> What you are asked to do
Pick out each line of the material below that contains the word "outline", and copy every such line in full.

*** Data section ***

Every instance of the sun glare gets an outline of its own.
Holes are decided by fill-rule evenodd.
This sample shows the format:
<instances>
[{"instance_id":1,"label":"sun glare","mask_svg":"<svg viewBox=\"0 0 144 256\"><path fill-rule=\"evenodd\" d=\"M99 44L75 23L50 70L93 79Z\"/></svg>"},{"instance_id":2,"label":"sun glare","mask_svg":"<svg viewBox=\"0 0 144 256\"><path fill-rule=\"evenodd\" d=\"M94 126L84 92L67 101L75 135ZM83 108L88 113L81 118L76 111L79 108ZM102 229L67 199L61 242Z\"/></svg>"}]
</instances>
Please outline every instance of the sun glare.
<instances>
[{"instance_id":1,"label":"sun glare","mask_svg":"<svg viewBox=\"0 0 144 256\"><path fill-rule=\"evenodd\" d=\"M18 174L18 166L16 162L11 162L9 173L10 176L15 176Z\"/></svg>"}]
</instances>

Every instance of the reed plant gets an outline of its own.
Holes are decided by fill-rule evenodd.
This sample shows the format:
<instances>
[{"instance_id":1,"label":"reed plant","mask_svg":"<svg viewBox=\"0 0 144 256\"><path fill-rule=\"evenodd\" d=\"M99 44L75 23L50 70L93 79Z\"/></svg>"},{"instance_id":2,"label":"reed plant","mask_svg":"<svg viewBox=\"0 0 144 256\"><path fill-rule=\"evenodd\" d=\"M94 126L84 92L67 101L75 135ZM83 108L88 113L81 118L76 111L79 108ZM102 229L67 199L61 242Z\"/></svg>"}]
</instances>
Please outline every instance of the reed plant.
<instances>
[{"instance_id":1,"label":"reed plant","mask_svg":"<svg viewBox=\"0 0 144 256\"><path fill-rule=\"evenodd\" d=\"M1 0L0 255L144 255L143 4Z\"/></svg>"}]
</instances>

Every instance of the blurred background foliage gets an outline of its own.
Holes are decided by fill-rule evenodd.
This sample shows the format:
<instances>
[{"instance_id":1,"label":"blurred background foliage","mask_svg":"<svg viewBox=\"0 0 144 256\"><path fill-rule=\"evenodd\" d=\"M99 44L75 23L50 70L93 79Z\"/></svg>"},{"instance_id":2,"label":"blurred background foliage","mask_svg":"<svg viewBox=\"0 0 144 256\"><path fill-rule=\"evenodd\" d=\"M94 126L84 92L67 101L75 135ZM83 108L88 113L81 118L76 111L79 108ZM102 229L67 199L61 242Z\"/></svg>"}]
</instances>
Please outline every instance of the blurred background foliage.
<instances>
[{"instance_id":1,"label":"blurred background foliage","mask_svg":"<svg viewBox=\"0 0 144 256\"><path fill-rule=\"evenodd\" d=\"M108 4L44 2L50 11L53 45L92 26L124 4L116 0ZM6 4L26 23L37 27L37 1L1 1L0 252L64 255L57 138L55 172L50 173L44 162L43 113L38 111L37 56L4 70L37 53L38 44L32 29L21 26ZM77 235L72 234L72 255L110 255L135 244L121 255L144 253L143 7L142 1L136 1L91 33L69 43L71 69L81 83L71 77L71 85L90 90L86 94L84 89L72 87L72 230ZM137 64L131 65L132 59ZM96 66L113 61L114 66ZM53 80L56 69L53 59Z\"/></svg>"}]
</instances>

***
*** Data section ***

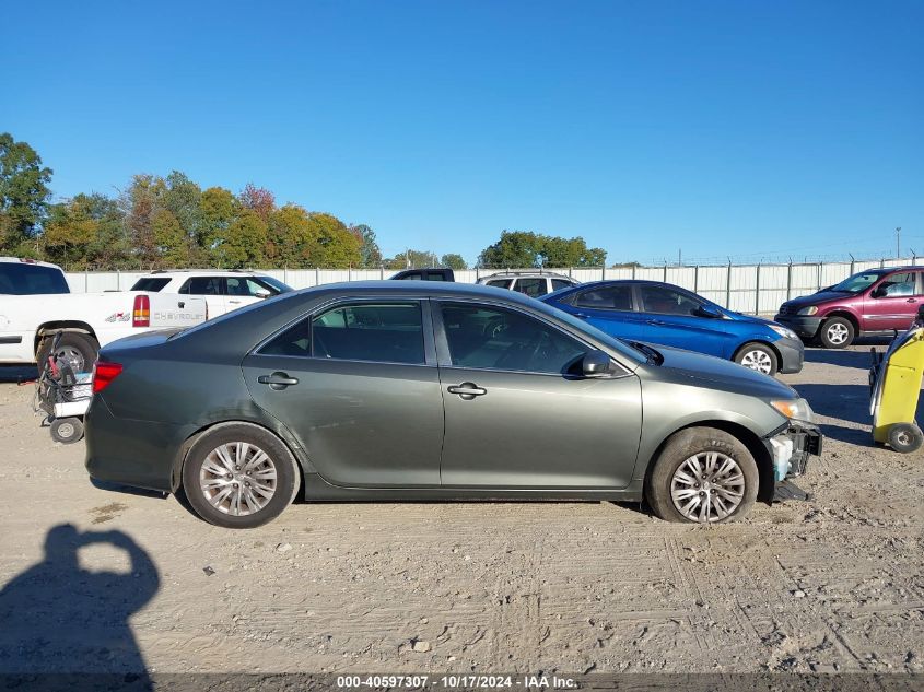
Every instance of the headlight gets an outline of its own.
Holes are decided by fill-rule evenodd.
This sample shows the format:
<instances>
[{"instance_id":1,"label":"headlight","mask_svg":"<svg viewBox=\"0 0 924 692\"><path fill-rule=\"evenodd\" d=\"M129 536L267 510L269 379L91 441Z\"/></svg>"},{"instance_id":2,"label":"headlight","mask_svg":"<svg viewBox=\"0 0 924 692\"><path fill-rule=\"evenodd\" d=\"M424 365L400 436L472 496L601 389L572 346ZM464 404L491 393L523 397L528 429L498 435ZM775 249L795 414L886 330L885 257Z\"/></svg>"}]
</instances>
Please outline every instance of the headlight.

***
*** Data section ***

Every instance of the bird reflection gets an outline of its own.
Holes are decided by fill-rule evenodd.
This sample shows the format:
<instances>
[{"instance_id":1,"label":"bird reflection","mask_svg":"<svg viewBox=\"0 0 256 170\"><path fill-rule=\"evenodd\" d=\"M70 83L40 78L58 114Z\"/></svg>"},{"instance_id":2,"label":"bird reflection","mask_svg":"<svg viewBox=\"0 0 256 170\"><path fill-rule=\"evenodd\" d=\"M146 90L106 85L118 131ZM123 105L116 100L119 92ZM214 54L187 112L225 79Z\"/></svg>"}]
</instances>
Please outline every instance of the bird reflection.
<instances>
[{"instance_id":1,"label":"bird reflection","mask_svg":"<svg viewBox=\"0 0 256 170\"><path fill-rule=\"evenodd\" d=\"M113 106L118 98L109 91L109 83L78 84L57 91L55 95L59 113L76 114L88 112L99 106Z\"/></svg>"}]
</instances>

***

> Response to the exercise
Every instance of the sun glare gets an outline of its own.
Please outline every instance of the sun glare.
Every instance of the reed plant gets an outline of its own.
Please outline every instance of the reed plant.
Every instance of the blurred background foliage gets an outline of its own.
Please outline every instance of the blurred background foliage.
Every instance of the headlight gets an outline of its own.
Please outline every instance of the headlight.
Every instance of the bird reflection gets an outline of its own.
Please outline every instance of the bird reflection.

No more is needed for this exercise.